> _Required action 1_: According to the text on women firefighters, how much more likely are firefighters to die of cancer in their lifetimes?
> _Required action 2_: Copy the stretch of the text on women firefighters from "Female firefighters, Wade" through "designated for women.", renaming "lactation rooms" to "nursing rooms" throughout.

Stephanie Wade, a former Marine infantry officer and trans woman, says, “I know women firefighters work in those houses and they come and do a four-day shift and there's no bathroom set aside for them.”

There’s a reason: cost. But Wade explains how restroom access is a major health and safety issue for firefighters. “They come back from a fire and they’re covered in Creosote and you know, all the toxic goo that comes from a fire — the stuff that means that firefighters are four times more likely to die of cancer in their lifetimes.”

Female firefighters, Wade notes, “don’t get to shower and take that stuff off their bodies until they can go into a dirty shower that every other man in the fire station has used.”

Wade adds that in some stations men give women the privacy to use the shared shower rooms first after a fire, but that it is equally dangerous — whoever is exposed to toxic chemicals for longer is at risk.

Gender Disparities in the Fire Service (Dua Anjum)

Similarly, fire stations have also lacked lactation rooms.

Going back to work three and a half weeks after giving birth, Andrade couldn’t find a place to pump milk. She had to use one of the multi-user restrooms — there were none designated for women.

Soon after, Andrade began advocating for designated lactation rooms and women’s restrooms in all stations across Orange County. As one of the few women to be in a command position at the Fire Authority, she felt it fell to her to try to change things. “I brought in the ACLU because I knew that ... I needed legal support for them to take me seriously,” said Andrade.

“OCFA authorized the building and designation of lactation rooms and women’s restrooms in every fire station in the county, and I served as the auditor, ” Andrade noted her role guiding the change, in writing for the American Civil Liberties Union.

Another problem is ill-fitting uniforms. Andrade said that most fire stations don’t make the proper uniforms accessible for women so they have to wear oversized men’s uniforms when heading out to suppress fires.

“They're not made to fit a woman's body, you know, your breasts, your hips — it’s just a different fit,” Andrade said this can be a big safety issue as, “gloves are really important too and if they're too big, is it difficult to grip a chainsaw, you know? And if you don't have the right fitting equipment, it makes, you know, normal things very difficult.”

[Recorded data]
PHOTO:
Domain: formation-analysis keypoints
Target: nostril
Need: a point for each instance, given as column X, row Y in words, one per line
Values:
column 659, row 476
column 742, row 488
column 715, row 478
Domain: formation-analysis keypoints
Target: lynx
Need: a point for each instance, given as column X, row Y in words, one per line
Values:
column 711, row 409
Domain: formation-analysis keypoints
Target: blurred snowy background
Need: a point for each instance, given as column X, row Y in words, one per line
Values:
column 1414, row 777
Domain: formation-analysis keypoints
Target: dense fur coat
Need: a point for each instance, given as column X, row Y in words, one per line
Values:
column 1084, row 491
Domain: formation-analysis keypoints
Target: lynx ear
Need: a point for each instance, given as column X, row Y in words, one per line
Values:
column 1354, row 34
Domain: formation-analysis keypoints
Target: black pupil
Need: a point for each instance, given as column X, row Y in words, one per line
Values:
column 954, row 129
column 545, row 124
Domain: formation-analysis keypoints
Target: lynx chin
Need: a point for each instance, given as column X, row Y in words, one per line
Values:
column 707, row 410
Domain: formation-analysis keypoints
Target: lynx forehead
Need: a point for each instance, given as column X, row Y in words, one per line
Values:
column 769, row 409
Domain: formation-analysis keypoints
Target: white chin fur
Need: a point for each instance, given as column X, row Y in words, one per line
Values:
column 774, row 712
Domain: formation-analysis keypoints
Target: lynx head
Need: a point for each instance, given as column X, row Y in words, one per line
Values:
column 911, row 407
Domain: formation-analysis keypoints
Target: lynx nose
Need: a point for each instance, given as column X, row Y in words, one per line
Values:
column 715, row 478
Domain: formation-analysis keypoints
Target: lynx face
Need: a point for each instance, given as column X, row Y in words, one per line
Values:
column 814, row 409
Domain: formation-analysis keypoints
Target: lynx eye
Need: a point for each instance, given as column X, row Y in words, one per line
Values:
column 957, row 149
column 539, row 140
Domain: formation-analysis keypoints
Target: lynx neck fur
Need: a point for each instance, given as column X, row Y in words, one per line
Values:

> _Written response 1_: Firefighters are four times more likely to die of cancer in their lifetimes.

> _Written response 2_:
Female firefighters, Wade notes, “don’t get to shower and take that stuff off their bodies until they can go into a dirty shower that every other man in the fire station has used.”

Wade adds that in some stations men give women the privacy to use the shared shower rooms first after a fire, but that it is equally dangerous — whoever is exposed to toxic chemicals for longer is at risk.

Gender Disparities in the Fire Service (Dua Anjum)

Similarly, fire stations have also lacked nursing rooms.

Going back to work three and a half weeks after giving birth, Andrade couldn’t find a place to pump milk. She had to use one of the multi-user restrooms — there were none designated for women.